Skip the pictures. Repeat everything else in the records word for word.

[Pointing dataset records]
+-------+

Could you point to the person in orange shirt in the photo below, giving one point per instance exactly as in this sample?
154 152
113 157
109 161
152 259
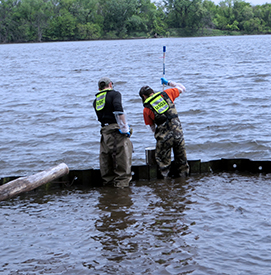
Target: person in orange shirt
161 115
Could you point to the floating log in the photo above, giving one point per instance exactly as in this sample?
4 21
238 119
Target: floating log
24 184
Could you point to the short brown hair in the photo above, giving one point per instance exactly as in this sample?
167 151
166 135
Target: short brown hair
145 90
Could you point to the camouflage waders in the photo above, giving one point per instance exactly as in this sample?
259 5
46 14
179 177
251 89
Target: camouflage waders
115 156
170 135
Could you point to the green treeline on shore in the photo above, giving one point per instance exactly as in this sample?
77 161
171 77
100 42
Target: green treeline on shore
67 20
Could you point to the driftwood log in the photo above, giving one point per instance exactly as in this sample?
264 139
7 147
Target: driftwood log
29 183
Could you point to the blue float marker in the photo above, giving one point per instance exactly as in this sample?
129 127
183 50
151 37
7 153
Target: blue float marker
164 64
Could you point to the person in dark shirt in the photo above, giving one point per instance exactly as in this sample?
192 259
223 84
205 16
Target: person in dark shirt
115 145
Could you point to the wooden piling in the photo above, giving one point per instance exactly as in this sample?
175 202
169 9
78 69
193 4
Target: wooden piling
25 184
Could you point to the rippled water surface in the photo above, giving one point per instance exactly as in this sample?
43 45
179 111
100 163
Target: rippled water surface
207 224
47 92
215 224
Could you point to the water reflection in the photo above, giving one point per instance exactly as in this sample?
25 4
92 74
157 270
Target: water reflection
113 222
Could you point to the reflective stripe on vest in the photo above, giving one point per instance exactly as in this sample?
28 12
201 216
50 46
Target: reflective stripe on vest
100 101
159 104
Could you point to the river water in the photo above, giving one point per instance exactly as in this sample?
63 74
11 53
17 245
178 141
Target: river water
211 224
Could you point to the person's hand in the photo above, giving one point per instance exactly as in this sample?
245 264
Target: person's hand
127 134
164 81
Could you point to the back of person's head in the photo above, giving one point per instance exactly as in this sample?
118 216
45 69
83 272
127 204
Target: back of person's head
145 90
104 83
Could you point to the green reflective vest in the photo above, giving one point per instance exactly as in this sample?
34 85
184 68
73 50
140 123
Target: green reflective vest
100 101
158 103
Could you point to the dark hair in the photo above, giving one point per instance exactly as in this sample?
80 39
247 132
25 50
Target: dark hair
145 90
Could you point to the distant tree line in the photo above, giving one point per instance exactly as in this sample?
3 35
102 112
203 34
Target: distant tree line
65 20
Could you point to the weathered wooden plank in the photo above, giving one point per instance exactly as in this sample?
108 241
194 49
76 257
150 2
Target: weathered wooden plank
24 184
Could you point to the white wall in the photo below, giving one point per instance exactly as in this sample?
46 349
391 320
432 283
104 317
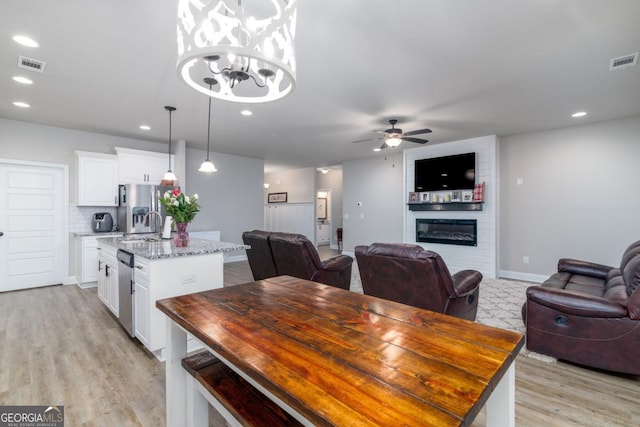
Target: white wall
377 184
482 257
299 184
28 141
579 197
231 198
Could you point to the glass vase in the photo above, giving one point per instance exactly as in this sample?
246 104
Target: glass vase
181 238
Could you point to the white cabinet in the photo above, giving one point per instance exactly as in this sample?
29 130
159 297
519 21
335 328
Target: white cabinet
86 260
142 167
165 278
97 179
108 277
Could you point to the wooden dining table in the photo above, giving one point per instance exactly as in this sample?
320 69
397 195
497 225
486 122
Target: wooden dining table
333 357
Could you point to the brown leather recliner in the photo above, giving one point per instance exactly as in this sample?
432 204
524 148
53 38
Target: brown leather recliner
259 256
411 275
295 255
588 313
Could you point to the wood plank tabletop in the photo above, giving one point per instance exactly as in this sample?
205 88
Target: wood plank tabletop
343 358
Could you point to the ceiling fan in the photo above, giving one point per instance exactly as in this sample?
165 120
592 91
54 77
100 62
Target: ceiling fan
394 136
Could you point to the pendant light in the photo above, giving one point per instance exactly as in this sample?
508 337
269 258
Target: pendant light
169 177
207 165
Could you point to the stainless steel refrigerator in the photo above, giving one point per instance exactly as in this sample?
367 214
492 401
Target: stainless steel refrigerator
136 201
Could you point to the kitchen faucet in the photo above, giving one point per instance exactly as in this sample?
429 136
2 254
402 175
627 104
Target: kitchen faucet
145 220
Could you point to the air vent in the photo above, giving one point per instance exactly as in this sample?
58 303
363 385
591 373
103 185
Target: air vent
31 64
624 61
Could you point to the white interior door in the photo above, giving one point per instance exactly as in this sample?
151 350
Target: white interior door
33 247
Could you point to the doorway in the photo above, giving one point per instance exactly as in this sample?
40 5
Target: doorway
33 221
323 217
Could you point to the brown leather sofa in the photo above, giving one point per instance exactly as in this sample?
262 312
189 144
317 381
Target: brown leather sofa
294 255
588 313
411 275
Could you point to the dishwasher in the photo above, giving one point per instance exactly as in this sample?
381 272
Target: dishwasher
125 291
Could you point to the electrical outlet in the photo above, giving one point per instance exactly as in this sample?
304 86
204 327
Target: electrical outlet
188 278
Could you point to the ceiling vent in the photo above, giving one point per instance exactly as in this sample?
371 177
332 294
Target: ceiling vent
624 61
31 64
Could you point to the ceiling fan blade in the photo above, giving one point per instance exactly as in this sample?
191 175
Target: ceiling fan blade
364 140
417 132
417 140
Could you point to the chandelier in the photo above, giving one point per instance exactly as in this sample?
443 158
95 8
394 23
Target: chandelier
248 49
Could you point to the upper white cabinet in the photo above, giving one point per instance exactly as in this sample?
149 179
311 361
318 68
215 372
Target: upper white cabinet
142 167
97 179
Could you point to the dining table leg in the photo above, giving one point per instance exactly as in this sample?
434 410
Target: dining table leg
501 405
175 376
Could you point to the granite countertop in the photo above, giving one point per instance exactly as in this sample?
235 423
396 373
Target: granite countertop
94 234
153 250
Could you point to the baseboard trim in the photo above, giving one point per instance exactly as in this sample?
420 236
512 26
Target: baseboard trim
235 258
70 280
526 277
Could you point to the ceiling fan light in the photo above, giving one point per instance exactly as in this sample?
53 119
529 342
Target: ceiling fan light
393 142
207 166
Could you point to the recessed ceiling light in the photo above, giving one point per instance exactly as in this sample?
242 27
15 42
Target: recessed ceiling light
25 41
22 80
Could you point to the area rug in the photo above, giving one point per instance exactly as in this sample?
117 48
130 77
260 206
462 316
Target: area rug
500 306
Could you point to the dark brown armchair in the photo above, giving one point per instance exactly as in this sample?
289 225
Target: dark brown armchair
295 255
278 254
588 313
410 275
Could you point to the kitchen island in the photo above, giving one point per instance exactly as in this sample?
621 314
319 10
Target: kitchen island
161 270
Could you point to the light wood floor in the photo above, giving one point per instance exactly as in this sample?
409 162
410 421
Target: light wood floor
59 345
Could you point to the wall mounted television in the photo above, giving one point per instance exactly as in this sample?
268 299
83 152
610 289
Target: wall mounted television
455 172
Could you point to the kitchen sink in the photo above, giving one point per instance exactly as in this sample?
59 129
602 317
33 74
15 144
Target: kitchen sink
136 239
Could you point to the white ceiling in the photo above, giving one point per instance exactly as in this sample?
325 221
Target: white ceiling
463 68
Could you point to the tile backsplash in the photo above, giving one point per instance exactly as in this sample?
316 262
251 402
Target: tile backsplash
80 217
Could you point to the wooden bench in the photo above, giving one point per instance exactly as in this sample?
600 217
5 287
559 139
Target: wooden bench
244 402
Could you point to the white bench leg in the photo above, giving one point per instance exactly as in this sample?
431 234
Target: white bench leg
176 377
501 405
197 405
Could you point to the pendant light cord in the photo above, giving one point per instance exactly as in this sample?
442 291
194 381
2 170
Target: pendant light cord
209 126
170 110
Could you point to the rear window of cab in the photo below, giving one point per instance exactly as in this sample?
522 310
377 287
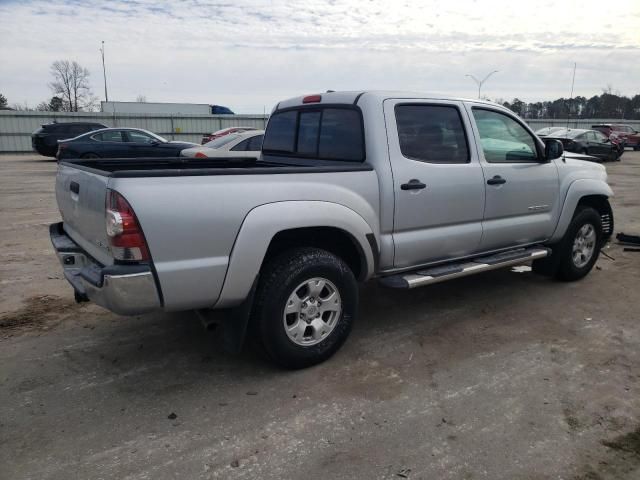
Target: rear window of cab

+-------+

■ **Solution to this task**:
Could you point to the person in orange shirt in the photo below, giving one point per instance exactly as in this sample?
154 152
113 157
109 161
152 259
Target: person in orange shirt
161 115
Could you point to the floating log in the photo above, giving one point per instance exactly as in this sample?
4 21
238 119
Target: floating log
24 184
Could you point to the short brown hair in the photo above, giving one point per instance exactly as in this sample?
167 151
166 135
Target: short brown hair
145 90
Could you point to the camouflage waders in the photo above, giving one point per instance exactly as in this sample?
259 5
46 14
179 177
251 89
Target: camouflage waders
115 156
170 135
Could you point to the green treeline on shore in the photo above, giving one point per instance exactly as in this sample?
77 161
171 77
100 42
Target: green treeline on shore
67 20
Could you point to the driftwood log in the photo above, giving one point per instance exactly as in this sample?
264 139
7 147
Target: driftwood log
29 183
Could you point to the blue float marker in the photo above, giving one point per instance exactly as in this sample?
129 127
183 50
151 37
7 153
Target: blue float marker
164 64
Could you point to the person in dark shirt in the photo above, giving one point per instance exactly as in this sample?
192 259
223 84
205 16
Target: person in dark shirt
115 145
Could you point to the wooden piling in the photo above, giving one point per instance exactly as in this sample?
175 202
169 9
78 69
193 4
Target: wooden piling
25 184
Could you point to the rippled water surface in the photo above, giving one point per instance exactly as in this sample?
43 45
179 111
100 163
Target: rippled water surface
207 224
47 92
215 224
Could you point to the water reflection in the photo above, giving one point per instance exactly as in this sample?
25 4
92 74
157 270
Target: water reflection
113 222
Could you point to the reflective stripe on vest in the photo above, giving one point per instance exactly as in this sample?
28 12
201 216
50 46
Target: reflective stripe on vest
100 101
159 104
Could you point to the river water in the photo above, giving one point per instance exactly as in this sample?
63 74
11 53
17 245
178 141
Target: river water
211 224
Could you point to the person's hand in the photo above, giving one point per instance exactly as in this sample?
245 264
Target: person's hand
127 134
164 81
Could you point to the back of person's head in the photo above, giving one point per instance exactly as in this sample?
118 216
45 69
83 272
127 204
Target: back of person's head
145 90
104 83
Could you point to the green reflective vest in the photo above, giving one point per instance exactly as in this sample?
34 85
184 68
73 50
140 123
Target: green reflective vest
100 101
158 103
Could you point to the dark hair in the photo above, giving one point per instance exactly as in this sample?
80 39
247 132
25 50
Target: dark hair
145 90
Could you point to the distant tree line in the photo above, giving one point per instance exactly as in this sample?
3 35
102 112
203 34
Target: distant tree line
65 20
Could you point to the weathered wooden plank in the photo above, giving one point per instance exactly as in this sample?
108 241
194 49
76 257
150 2
Target: weathered wooden plank
24 184
Could you point to the white wall in the photo below, giving one point per instance exactly as in this sample?
46 349
391 320
432 283
104 317
Target: white wall
377 184
482 257
299 184
28 141
579 197
231 198
Could you point to the glass vase in the photo above, giving one point per instance exactly as in this sample?
246 104
Target: glass vase
181 238
Could you point to the white cabinet in the photo above, giving one point per instance exactly as in this sample?
29 130
159 297
519 21
335 328
Target: white cabinet
86 260
142 167
165 278
97 179
108 277
Could you point to the wooden dining table in the photo above, giving one point per instance exactly as in this sample?
320 69
397 195
497 225
486 122
Target: wooden dining table
333 357
Could you point to the brown leather recliner in the photo above, giving one point per instance exactly as in this sample?
432 204
524 148
53 38
Target: brown leather recliner
259 256
411 275
295 255
588 313
Could you point to the wood plank tabletop in the photo above, giving one point per instance exactly as in this sample?
205 88
Target: wood plank tabletop
343 358
Could you point to the ceiling fan in the photo above, giving one point per instance exactly as in this sample?
165 120
592 91
54 77
100 62
Target: ceiling fan
394 136
Could you point to the pendant light in the photo above, giving one point per instance exactly as in this sample?
508 337
269 258
Target: pendant light
169 177
207 165
Could you point to the stainless steel refrigerator in the photo above, giving one point per instance exactly as in this sample?
367 214
492 401
Target: stainless steel refrigerator
136 201
Could you point to the kitchen faucet in the photo above, giving one point per instance exactly as in this sample?
429 136
2 254
402 175
627 104
Target: kitchen faucet
145 220
Could you point to the air vent in the photo above, giving one point per instance exactly as in this sample?
58 303
363 385
591 373
103 185
Target: air vent
31 64
624 61
Could you point to the white interior door in the photo above, giving one point per instance exactly as in this sample?
151 350
Target: white interior door
33 247
Could you point to the doorway in the photo above, giving one point per instance exactly as in this sample?
40 5
Target: doorway
33 221
323 217
Could you point to the brown leather sofa in the photo above, giving one point per instance exactly as in this sample?
262 312
189 144
317 381
Target: brown leather sofa
294 255
588 313
411 275
Could you point to the dishwasher in the photo above, giving one point per instance exactly as in this sample?
381 272
Target: dishwasher
125 291
Could you point to the electrical outlet in the photo above, giving one point per instance exactly as in this sample?
304 86
204 327
Target: electrical outlet
188 278
Could you point to the ceiling vent in the photo above, giving one point per instance exactly as in this sample?
371 177
332 294
Target: ceiling vent
624 61
31 64
Could you point to the ceiling fan blade in the photo above, giving one point per instance exactly as in this sample?
191 175
Target: ceiling fan blade
364 140
417 132
417 140
Could you point to the chandelier in the photo above, giving one point per instance exactly as in this sample?
443 158
95 8
394 23
Target: chandelier
248 49
Could you point to the upper white cabinet in the photo above, giving one point per instance exactly as in this sample?
149 179
311 361
318 68
215 372
Target: upper white cabinet
142 167
97 179
Could you point to the dining table leg in the photo above, giving one point per instance exactly as in this sample?
434 410
Target: dining table leg
501 405
175 376
Could you point to the granite countertop in the photo above, giving one point per instance exactly as in this sample?
235 423
396 373
Target: granite countertop
94 234
153 250
Could you point to the baseboard trim in the photo above, giving one point per instance exactly as in this sample?
420 236
512 26
Target: baseboard trim
235 258
70 280
526 277
Could you point to the ceiling fan light in the photo above, giving one point per instance exactly as in this sample?
53 119
529 342
Target: ceiling fan light
393 142
207 166
Could you point to the recessed ceiling light in the photo above, giving one point per instance exactly as in this sample?
242 27
15 42
Target: recessed ceiling light
25 41
22 80
Could you point to the area rug in the photo above, giving one point per instance exactly as in this sample?
117 48
130 77
260 206
462 316
Target: area rug
500 306
Could you point to the dark brown armchair in the photo above, giving one point per instance exactly as in this sample?
289 225
Target: dark brown armchair
295 255
278 254
588 313
410 275
Could you point to the kitchen island in the photo above, giving one point per instance exactly as in this sample?
621 314
319 10
Target: kitchen island
161 270
Could you point to the light wood floor in the photo above, giving one point per instance exactly as in this sample?
409 162
410 421
Target: light wood floor
59 345
Could you point to the wall mounted television in the photo above, giving one point per instance exactly as in this sample?
268 299
83 152
610 289
Target: wall mounted television
455 172
Could you point to the kitchen sink in the photo above, giving one point per instance exactly as in this sample?
59 129
602 317
33 74
15 144
Target: kitchen sink
136 239
Could you point to the white ceiling in the photo above, giving one point per instance exactly as in this sample?
325 221
Target: white ceiling
463 68
Could you point to the tile backsplash in the photo above, giving one point per instance exactly as in this sample?
316 262
251 402
Target: tile backsplash
80 217
Could you point to the wooden bench in the photo above, giving one point per instance exactly as in this sample?
600 217
5 287
559 139
Target: wooden bench
244 402
Could you point to the white bench leg in the photo above, giving one point per instance exactly as in this sample?
431 234
Target: white bench leg
176 377
501 405
197 405
Could you point to the pendant light cord in the photo above, giving one point per instance exactly as in this sample?
442 291
194 381
2 170
Target: pendant light cord
209 126
170 110
Could you point to the rear window of cab in the photo below, giving one point per instance exactly as in this sample?
522 310
377 287
Target: rear window of cab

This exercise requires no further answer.